Provided entries:

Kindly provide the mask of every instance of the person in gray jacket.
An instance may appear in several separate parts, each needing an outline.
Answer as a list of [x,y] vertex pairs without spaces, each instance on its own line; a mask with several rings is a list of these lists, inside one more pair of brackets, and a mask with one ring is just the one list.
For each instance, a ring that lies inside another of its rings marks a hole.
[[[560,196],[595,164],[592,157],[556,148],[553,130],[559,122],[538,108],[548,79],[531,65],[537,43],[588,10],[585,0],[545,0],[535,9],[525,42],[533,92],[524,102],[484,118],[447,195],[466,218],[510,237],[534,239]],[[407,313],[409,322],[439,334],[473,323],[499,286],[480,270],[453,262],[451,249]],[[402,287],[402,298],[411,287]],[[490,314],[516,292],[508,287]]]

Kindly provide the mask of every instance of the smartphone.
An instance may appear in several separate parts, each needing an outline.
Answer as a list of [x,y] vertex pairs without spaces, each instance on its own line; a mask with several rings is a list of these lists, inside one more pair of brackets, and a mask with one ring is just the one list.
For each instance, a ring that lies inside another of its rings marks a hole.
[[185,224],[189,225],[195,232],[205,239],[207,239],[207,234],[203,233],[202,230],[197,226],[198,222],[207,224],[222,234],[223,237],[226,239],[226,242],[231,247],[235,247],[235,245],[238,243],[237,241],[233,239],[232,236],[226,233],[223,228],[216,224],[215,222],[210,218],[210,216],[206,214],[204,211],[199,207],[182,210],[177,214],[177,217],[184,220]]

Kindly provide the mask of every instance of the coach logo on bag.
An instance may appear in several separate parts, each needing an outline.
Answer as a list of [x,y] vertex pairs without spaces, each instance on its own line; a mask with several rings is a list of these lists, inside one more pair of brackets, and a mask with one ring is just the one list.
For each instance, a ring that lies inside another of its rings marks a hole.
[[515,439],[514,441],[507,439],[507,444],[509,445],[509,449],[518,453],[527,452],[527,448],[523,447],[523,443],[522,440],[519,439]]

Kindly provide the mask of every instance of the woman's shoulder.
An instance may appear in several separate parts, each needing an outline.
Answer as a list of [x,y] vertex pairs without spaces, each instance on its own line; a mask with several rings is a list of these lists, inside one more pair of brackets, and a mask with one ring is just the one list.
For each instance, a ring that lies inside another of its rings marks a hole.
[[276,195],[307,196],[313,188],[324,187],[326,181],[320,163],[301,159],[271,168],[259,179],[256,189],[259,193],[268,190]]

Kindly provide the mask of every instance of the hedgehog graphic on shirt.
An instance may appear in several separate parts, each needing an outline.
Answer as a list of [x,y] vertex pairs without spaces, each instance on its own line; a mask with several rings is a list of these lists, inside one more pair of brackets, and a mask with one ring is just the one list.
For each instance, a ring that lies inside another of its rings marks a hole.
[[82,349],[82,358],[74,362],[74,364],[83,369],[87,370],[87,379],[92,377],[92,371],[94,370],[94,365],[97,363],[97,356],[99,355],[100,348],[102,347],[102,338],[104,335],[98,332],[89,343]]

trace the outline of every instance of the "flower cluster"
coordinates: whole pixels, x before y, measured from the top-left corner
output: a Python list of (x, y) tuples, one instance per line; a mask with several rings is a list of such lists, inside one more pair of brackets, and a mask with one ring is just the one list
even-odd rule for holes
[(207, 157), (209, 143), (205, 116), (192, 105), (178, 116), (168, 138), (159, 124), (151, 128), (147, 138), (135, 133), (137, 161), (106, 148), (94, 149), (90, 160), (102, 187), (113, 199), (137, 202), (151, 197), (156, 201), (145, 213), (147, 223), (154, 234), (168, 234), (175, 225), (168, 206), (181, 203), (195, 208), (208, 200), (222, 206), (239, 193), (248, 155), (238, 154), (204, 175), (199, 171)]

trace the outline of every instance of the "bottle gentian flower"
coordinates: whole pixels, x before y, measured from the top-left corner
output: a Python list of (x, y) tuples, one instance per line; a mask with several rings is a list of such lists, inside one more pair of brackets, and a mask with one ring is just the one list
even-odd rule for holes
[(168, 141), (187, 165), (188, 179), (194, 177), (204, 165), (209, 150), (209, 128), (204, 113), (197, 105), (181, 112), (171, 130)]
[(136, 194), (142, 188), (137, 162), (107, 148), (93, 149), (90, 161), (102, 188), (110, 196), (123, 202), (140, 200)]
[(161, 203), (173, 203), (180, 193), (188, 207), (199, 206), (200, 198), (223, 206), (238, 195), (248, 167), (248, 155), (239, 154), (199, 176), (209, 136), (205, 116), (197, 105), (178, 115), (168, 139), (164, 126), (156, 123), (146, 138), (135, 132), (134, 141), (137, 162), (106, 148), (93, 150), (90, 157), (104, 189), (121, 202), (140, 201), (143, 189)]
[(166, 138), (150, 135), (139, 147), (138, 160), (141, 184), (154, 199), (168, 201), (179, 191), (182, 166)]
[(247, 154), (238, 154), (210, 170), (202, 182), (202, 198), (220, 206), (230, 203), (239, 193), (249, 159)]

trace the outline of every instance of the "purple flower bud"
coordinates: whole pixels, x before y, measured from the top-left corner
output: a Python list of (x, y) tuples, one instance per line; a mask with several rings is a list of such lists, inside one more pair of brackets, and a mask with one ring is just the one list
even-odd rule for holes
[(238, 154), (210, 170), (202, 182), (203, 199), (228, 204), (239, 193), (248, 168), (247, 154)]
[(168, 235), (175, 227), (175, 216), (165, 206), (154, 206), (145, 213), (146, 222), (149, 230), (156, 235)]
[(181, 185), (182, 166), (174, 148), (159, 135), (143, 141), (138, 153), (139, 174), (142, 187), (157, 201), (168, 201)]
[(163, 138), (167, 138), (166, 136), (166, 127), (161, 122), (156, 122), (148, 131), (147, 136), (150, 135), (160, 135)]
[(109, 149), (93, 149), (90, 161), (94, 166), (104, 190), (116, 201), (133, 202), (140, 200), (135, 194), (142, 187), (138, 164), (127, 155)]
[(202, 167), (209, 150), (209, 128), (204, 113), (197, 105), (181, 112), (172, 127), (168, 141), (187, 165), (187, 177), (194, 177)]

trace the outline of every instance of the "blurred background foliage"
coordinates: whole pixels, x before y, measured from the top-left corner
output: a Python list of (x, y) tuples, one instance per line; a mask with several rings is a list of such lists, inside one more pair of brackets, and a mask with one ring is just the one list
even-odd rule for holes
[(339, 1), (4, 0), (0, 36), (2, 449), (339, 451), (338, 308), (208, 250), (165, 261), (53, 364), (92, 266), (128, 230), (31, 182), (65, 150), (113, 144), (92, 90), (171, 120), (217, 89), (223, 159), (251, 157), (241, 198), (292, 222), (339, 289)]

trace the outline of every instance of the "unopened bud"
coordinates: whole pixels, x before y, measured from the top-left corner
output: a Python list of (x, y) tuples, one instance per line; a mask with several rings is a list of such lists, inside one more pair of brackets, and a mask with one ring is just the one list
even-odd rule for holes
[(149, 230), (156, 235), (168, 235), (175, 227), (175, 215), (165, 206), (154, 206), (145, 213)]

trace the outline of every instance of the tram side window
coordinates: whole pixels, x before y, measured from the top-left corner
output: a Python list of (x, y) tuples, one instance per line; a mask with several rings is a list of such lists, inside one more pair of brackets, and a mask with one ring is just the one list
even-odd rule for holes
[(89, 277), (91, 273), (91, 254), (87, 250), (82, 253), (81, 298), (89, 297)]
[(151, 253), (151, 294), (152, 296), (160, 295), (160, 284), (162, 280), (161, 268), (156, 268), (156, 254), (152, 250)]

Exercise instructions:
Pull out every line of the data above that contains the string "flower", and copy each such line in full.

Solution to this exercise:
trace the outline of every instance of the "flower cluster"
trace the outline of every instance of the "bottle gentian flower"
trace the outline of every instance of the "purple flower bud"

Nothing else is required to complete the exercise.